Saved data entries
- - - - -

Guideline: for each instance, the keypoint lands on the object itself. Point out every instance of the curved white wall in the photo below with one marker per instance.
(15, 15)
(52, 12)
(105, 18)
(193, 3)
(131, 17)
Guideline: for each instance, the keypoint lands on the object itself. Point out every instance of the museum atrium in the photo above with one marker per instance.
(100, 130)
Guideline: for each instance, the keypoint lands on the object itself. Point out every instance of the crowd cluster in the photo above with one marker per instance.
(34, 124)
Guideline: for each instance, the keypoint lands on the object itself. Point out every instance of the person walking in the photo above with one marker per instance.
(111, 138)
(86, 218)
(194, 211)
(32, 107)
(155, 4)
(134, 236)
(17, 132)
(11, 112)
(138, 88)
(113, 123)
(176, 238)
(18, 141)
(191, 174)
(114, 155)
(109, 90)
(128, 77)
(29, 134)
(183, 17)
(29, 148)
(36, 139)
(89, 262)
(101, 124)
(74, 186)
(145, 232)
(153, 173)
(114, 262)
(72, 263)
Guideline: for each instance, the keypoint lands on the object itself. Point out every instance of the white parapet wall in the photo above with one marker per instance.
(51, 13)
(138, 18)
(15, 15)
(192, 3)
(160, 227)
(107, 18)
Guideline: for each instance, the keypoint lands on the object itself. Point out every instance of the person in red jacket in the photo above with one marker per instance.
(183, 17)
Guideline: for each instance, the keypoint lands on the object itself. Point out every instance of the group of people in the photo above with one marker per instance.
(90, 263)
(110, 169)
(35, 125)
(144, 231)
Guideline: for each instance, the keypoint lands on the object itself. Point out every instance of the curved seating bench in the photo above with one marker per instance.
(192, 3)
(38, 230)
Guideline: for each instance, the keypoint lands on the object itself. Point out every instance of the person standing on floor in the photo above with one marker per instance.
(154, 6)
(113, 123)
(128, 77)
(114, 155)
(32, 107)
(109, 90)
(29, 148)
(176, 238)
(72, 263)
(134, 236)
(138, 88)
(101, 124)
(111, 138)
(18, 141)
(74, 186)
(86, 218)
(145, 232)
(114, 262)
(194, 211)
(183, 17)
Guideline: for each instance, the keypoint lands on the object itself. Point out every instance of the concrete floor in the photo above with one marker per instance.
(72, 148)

- - - - -

**To be done**. Repeat the data from the line with "of the white" through the end of the data, both ends included and requests kept unchanged. Scale every point coordinate in the answers by 1.35, rounding each to a whole number with halves going up.

**Result of this task**.
Guideline: for each instance, the keypoint lands on the object itself. Point out every instance of the white parapet wall in the photo above with one marker per instance.
(69, 18)
(186, 24)
(20, 20)
(259, 4)
(216, 306)
(144, 24)
Guideline: for each instance, the keypoint lands on the object itself. Point out every instance of the person in red jacket in the photo above with one marker per instance.
(247, 23)
Guideline: for each instance, the keypoint lands on the object itself. Point out every instance of the group of people in the photo above with one marker per instance.
(122, 355)
(149, 228)
(47, 169)
(194, 312)
Guideline: for each instance, the keypoint lands on the object itself. Point out every instance of the curved seating bench in the photo above with one marker per instance.
(259, 4)
(51, 311)
Guideline: for each instance, the keypoint lands on the object itself. Point out every instance of the person standing on floor in the photo above with one marker per instance.
(208, 8)
(153, 166)
(173, 104)
(154, 209)
(43, 144)
(147, 122)
(39, 200)
(238, 321)
(97, 355)
(181, 319)
(186, 119)
(136, 167)
(150, 186)
(24, 190)
(100, 251)
(116, 294)
(196, 313)
(154, 354)
(262, 285)
(247, 23)
Guideline: for each instance, the keypoint lands on the object itself. Point out every instance of the concrete floor in the photo above with one marker per instance.
(97, 200)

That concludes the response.